**Your task:** Starting with the line that contains "In the photo above, where can the overhead", copy every line through the end of the data below, exactly and with nothing added.

**Data records:**
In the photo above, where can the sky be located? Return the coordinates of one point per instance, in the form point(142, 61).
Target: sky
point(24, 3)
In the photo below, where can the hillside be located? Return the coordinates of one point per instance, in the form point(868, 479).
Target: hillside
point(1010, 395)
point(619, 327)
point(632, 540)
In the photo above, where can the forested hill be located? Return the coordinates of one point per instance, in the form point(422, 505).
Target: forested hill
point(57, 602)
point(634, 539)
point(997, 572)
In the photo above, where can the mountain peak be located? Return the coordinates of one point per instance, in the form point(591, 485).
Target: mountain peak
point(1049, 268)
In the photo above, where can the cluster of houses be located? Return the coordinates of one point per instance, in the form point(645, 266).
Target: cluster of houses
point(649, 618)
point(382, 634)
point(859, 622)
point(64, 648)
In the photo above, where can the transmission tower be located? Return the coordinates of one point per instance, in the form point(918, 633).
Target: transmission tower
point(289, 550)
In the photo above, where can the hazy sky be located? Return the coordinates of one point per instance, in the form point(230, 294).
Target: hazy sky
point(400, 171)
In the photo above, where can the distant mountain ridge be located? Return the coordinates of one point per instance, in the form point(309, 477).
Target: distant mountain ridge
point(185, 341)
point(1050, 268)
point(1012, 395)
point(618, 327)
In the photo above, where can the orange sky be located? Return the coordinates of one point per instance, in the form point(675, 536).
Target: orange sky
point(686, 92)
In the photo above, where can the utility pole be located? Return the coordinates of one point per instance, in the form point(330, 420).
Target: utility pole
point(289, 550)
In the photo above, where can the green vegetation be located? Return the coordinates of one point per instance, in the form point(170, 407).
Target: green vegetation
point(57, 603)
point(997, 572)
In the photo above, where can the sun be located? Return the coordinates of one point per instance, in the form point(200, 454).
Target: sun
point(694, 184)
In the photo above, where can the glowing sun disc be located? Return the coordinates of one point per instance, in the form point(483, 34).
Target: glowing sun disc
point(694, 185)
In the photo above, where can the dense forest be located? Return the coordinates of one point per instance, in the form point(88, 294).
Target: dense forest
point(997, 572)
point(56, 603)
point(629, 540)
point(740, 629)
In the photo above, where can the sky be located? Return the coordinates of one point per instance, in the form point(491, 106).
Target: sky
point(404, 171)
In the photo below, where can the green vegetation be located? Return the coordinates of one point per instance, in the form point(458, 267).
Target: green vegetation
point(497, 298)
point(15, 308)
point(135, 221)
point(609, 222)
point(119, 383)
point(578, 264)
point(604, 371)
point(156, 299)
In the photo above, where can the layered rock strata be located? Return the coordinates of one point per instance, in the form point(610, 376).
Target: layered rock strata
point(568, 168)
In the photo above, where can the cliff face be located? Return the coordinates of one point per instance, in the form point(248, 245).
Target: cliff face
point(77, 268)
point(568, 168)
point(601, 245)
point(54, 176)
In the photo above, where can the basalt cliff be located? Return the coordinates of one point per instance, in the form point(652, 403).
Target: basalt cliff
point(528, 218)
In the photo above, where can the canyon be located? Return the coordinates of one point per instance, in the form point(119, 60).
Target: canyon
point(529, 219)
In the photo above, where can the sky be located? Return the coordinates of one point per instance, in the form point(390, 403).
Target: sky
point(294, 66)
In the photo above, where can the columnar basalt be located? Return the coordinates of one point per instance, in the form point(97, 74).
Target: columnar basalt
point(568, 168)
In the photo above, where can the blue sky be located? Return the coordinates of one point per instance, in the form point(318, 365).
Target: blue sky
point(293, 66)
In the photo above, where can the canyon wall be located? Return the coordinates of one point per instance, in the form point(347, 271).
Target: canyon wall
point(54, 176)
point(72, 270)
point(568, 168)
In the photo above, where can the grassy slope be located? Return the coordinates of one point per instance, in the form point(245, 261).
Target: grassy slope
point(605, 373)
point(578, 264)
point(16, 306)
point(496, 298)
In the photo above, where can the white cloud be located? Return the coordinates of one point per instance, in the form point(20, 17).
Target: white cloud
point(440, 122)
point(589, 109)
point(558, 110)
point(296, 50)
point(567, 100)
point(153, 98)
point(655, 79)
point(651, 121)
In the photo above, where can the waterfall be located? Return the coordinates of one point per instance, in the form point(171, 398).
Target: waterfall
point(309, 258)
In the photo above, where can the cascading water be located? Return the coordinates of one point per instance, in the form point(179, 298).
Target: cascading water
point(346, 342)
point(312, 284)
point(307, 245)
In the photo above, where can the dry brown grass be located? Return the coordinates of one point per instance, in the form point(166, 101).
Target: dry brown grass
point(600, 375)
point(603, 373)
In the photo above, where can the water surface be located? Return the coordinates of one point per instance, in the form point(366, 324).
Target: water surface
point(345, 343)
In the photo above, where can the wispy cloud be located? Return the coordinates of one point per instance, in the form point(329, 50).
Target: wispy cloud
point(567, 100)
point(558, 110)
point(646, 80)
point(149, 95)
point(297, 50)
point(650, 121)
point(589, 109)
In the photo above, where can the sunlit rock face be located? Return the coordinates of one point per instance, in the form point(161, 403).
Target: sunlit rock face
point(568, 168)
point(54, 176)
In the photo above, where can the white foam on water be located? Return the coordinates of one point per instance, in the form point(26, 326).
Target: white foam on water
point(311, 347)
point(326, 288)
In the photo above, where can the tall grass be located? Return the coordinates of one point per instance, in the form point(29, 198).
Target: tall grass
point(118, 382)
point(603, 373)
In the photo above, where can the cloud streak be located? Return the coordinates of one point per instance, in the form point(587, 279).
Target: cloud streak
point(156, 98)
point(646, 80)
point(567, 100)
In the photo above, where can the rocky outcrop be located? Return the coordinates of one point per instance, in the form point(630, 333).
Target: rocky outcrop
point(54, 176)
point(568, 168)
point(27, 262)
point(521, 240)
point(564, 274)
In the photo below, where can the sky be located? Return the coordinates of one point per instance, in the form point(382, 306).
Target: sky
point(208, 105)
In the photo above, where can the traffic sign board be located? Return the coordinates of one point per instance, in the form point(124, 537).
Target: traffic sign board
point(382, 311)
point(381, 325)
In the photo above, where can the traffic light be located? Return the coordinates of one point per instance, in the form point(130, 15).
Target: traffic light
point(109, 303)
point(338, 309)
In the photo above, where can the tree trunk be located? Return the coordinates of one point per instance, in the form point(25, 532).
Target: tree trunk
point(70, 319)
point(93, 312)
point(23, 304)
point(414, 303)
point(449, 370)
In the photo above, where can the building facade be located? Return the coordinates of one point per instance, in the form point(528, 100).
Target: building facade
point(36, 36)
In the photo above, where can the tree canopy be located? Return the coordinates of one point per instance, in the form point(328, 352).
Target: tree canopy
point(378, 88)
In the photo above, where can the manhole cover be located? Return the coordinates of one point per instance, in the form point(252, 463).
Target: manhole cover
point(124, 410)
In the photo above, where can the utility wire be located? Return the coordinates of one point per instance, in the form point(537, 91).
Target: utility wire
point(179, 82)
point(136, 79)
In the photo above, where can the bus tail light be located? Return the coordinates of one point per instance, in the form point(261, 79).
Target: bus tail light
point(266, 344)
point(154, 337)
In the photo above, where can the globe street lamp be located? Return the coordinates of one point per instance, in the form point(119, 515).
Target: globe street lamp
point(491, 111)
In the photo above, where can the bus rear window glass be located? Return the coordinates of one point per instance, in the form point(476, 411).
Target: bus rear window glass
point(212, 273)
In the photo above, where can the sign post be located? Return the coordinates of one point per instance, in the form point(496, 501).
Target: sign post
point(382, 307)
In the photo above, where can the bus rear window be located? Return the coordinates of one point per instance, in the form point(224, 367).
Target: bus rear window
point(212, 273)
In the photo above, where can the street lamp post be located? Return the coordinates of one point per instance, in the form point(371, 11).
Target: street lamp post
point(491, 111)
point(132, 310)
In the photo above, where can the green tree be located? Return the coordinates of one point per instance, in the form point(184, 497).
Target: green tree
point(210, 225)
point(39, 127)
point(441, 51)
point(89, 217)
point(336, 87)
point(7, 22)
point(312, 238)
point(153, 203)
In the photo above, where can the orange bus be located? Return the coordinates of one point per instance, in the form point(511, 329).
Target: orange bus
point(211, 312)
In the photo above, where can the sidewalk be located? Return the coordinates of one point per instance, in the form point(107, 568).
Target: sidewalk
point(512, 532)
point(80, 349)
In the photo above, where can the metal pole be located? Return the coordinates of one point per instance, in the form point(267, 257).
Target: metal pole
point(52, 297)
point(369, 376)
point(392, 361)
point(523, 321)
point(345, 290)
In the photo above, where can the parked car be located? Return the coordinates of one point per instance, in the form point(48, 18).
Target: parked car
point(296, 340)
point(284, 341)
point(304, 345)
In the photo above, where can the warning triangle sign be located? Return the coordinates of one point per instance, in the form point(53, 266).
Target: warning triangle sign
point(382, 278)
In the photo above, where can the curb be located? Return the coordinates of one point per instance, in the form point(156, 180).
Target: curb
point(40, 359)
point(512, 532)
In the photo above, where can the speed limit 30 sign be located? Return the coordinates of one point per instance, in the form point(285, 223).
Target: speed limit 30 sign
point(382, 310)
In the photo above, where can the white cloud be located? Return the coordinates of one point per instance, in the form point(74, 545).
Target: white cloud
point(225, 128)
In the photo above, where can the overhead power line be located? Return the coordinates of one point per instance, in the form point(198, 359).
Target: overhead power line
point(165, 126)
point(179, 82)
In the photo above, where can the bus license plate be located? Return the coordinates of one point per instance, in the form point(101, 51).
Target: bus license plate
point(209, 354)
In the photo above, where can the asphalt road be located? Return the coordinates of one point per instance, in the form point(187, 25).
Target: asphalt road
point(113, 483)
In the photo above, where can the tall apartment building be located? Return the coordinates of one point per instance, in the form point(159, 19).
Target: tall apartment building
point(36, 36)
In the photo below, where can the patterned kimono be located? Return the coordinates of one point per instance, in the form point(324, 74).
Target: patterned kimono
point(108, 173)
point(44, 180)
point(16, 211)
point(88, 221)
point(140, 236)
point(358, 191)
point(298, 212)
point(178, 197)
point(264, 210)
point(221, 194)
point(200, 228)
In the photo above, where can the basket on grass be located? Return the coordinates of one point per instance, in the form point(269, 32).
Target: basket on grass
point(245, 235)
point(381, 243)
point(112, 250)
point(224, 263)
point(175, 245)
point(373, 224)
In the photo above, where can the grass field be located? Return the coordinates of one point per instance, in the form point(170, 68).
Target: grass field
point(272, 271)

**Answer to the exercise:**
In the photo above, where can the overhead power line be located? Return the coordinates of one point per instance, in the form point(198, 359).
Target: overhead power line
point(165, 126)
point(179, 82)
In the photo above, where can the bus license plate be located? Return the coordinates of one point per instance, in the form point(101, 51).
Target: bus license plate
point(209, 354)
In the photo above, where can the asphalt road be located? Return the coordinates of one point per instance, in the form point(187, 25).
Target: asphalt road
point(113, 483)
In the photo above, where can the tall apartment building be located? Return the coordinates of one point per instance, in the form point(159, 19).
Target: tall apartment building
point(36, 36)
In the photo below, where can the patterned kimono be located? Return the coordinates of one point per instance, in the form point(324, 74).
Target: patterned kimono
point(108, 173)
point(44, 180)
point(16, 211)
point(88, 221)
point(140, 236)
point(358, 191)
point(298, 212)
point(178, 197)
point(264, 210)
point(221, 194)
point(200, 228)
In the photo above, where can the basket on grass be located? Return the coordinates of one point per instance, in the form point(269, 32).
Target: basket on grass
point(245, 235)
point(381, 243)
point(112, 250)
point(224, 263)
point(175, 245)
point(373, 224)
In the photo above, where can the grass field be located? Return the coordinates of one point per instance, in the form point(170, 68).
Target: grass field
point(272, 271)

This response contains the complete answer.